(Saved entries)
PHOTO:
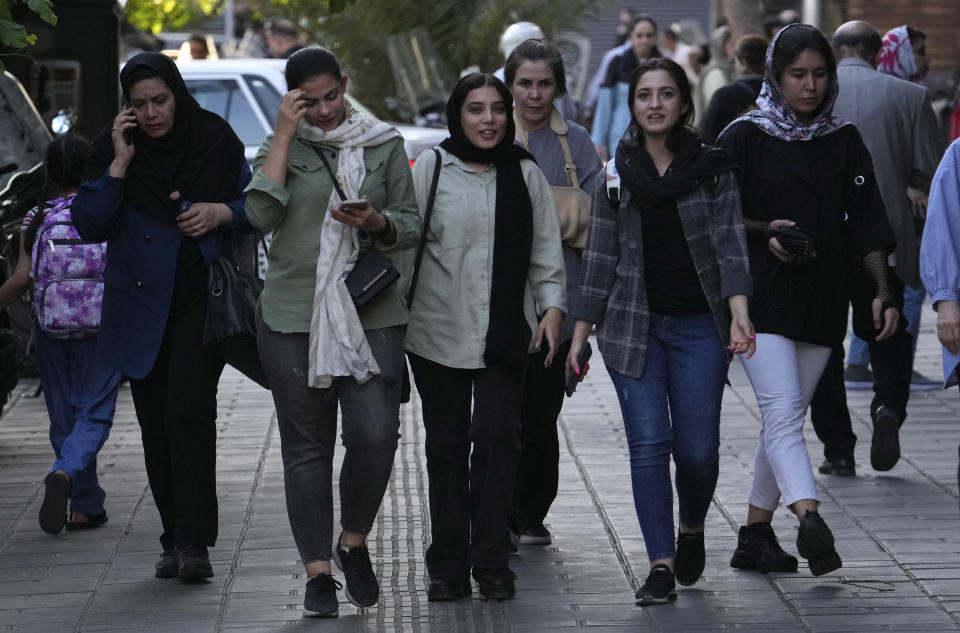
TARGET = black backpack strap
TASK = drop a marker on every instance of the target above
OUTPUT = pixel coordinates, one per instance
(426, 227)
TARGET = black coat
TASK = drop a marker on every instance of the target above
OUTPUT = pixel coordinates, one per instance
(826, 185)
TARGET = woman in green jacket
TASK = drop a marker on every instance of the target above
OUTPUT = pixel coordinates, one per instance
(318, 349)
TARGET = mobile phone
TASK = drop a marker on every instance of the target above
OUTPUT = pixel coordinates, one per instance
(573, 378)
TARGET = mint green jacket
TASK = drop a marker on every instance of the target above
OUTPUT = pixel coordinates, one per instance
(294, 212)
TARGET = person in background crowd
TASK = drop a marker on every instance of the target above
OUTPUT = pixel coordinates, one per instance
(492, 265)
(904, 55)
(731, 101)
(162, 183)
(940, 261)
(318, 350)
(612, 115)
(198, 46)
(900, 130)
(283, 39)
(665, 278)
(719, 71)
(535, 74)
(800, 165)
(79, 391)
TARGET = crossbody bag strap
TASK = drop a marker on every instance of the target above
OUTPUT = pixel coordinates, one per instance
(426, 227)
(569, 166)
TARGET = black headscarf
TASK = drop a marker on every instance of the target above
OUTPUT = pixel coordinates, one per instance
(693, 163)
(200, 156)
(508, 335)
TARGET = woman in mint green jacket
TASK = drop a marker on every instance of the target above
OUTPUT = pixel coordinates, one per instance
(318, 349)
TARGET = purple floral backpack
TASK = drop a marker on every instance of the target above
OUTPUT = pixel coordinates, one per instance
(67, 275)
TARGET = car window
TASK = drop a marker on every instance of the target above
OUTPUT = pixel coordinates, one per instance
(266, 95)
(225, 97)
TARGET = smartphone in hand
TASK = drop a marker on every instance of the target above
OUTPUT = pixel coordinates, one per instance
(573, 378)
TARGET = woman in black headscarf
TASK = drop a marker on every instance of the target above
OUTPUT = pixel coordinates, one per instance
(164, 180)
(492, 265)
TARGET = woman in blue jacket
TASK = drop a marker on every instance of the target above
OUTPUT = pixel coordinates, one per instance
(162, 184)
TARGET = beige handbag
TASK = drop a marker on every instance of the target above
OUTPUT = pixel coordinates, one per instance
(572, 202)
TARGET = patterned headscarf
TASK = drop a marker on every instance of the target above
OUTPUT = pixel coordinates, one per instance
(897, 57)
(777, 118)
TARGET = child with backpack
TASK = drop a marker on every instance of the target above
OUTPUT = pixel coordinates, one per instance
(66, 277)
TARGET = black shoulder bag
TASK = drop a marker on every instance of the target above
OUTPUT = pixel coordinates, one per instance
(373, 271)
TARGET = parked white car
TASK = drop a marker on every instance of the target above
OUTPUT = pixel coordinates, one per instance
(247, 93)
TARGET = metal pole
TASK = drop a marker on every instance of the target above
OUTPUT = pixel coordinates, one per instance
(228, 22)
(811, 12)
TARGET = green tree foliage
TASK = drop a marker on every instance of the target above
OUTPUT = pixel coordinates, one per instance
(13, 37)
(465, 32)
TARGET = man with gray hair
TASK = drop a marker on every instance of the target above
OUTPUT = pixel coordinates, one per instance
(900, 130)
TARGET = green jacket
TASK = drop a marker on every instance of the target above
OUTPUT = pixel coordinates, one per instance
(294, 212)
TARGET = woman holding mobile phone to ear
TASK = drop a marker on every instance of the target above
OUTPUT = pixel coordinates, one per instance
(163, 180)
(331, 183)
(666, 280)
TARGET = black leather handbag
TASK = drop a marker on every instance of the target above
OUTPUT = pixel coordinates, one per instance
(233, 289)
(373, 271)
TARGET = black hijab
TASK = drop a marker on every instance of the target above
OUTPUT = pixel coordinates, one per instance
(508, 335)
(200, 156)
(693, 163)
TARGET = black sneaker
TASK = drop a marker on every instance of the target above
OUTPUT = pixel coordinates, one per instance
(536, 535)
(362, 590)
(53, 512)
(843, 467)
(495, 584)
(447, 589)
(193, 562)
(885, 446)
(688, 565)
(815, 543)
(167, 566)
(857, 377)
(759, 550)
(658, 588)
(320, 597)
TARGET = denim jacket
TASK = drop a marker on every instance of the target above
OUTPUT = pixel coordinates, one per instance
(611, 289)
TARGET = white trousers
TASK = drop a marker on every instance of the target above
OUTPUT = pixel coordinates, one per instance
(784, 374)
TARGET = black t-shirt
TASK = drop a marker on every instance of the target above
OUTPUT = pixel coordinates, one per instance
(670, 276)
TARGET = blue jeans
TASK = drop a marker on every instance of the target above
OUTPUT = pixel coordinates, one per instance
(81, 396)
(674, 409)
(912, 308)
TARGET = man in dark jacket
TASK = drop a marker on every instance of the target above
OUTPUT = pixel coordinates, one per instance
(898, 126)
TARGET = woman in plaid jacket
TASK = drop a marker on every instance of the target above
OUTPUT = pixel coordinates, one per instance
(665, 277)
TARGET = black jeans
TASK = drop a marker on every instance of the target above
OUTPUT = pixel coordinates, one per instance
(471, 493)
(307, 418)
(892, 362)
(539, 469)
(176, 406)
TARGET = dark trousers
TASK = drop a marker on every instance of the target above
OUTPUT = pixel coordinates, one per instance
(471, 493)
(539, 469)
(892, 363)
(176, 406)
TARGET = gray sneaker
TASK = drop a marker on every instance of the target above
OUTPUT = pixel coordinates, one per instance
(858, 377)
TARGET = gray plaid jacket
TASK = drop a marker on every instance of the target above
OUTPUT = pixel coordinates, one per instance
(612, 293)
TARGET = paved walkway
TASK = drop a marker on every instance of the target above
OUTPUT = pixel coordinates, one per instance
(897, 533)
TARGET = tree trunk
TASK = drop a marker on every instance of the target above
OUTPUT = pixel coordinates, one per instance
(743, 16)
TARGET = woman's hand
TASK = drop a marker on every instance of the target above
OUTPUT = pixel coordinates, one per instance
(549, 328)
(122, 150)
(889, 320)
(292, 108)
(774, 244)
(361, 217)
(202, 217)
(581, 331)
(743, 338)
(948, 325)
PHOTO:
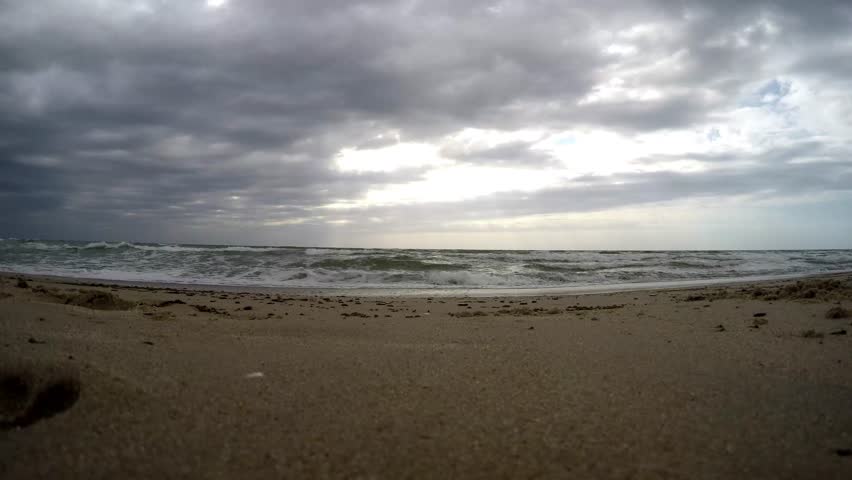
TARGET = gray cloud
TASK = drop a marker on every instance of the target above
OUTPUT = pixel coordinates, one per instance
(122, 119)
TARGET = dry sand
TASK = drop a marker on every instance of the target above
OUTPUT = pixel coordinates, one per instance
(747, 381)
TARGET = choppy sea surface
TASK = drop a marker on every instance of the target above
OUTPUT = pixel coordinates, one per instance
(298, 267)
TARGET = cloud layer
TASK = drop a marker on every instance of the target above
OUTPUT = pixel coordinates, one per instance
(228, 121)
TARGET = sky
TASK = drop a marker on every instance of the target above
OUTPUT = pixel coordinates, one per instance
(654, 124)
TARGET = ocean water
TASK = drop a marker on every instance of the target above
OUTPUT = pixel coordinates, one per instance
(299, 267)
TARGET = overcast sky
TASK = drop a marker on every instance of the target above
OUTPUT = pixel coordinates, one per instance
(461, 124)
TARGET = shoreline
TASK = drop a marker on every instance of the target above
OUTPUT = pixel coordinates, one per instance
(436, 291)
(752, 380)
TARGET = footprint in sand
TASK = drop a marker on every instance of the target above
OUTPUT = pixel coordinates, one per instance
(27, 396)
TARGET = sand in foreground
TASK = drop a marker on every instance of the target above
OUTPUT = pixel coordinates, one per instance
(749, 381)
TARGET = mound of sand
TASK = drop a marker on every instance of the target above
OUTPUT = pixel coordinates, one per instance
(98, 300)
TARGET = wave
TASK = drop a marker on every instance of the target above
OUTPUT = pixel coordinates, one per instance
(394, 268)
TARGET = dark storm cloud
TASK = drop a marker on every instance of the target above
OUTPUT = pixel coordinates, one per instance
(128, 115)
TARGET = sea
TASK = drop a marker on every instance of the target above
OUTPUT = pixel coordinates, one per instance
(400, 269)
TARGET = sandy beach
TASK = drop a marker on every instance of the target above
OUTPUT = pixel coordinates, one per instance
(740, 381)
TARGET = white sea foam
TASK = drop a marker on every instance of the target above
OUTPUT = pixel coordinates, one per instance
(329, 267)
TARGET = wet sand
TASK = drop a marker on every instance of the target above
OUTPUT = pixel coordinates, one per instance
(740, 381)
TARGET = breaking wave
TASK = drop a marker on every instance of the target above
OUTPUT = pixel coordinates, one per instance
(389, 268)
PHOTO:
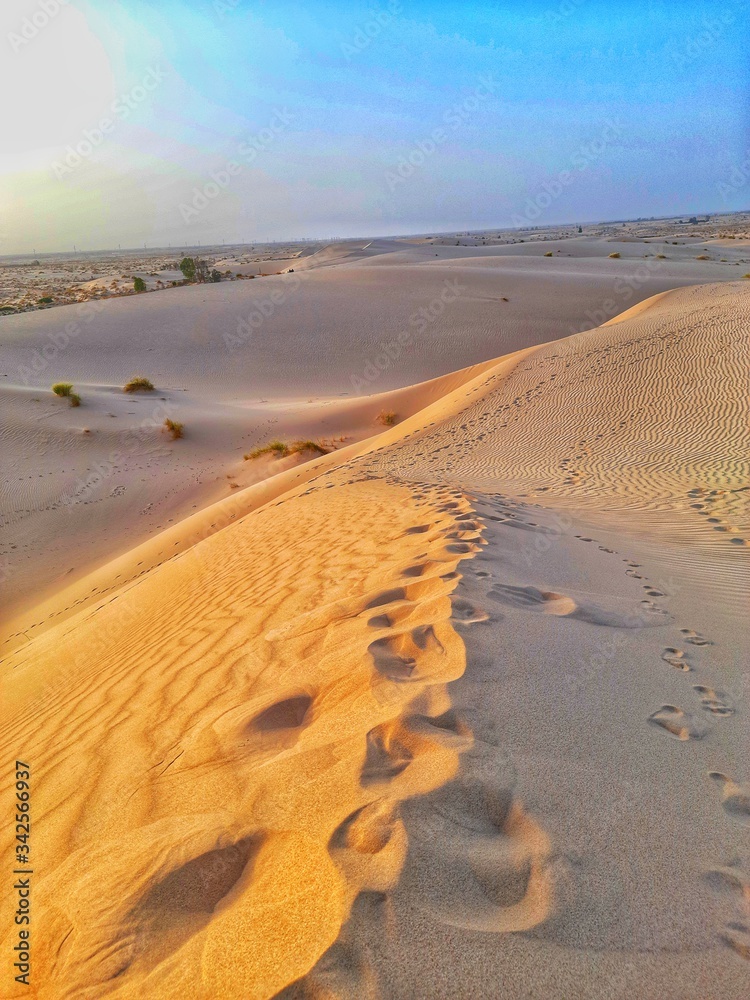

* [TASK STATEMENT]:
Set down, unchanged, only those lines above that fall between the line with "TARGET = mobile phone" and the line with "TARGET = woman in black headscarf", the two end lines included.

* [FINAL ANSWER]:
TARGET = mobile phone
TASK = drop a marker on every instance of the target above
OUTPUT = pixel coordinates, one per instance
(573, 378)
TARGET = mint green jacket
TASK = drop a marker on every instance of the target above
OUTPUT = pixel coordinates, one per instance
(294, 212)
TARGET = person in background crowd
TASK = drop a marker on every instance of the target above
OUTPUT = pixel coordinates, one per instance
(492, 265)
(904, 55)
(731, 101)
(162, 183)
(940, 261)
(318, 350)
(612, 115)
(198, 46)
(900, 130)
(283, 39)
(665, 278)
(719, 71)
(535, 74)
(800, 165)
(79, 391)
TARGET = crossbody bag strap
TASK = drop a marker on every instance of the target above
OUTPUT = pixel coordinates, one per instance
(426, 227)
(569, 166)
TARGET = black headscarf
TASK = drop a marker on every instance of the target above
OUTPUT = pixel coordinates, one per instance
(693, 163)
(200, 156)
(508, 335)
TARGET = woman in mint green jacket
TASK = drop a marker on every instance of the target above
OUTPUT = pixel coordinates, one per instance
(318, 349)
TARGET = purple floral backpack
TASK = drop a marker on every instance of the target above
OUTPUT = pixel coordinates, one per instance
(67, 275)
TARGET = car window
TASK = drop a marker on every instance of the target above
OUTPUT = pixel coordinates, one per instance
(266, 95)
(225, 97)
TARGET = smartphone in hand
TASK = drop a marker on every instance of the target above
OUTPUT = pixel coordinates, one per instance
(573, 378)
TARGET = woman in black headscarf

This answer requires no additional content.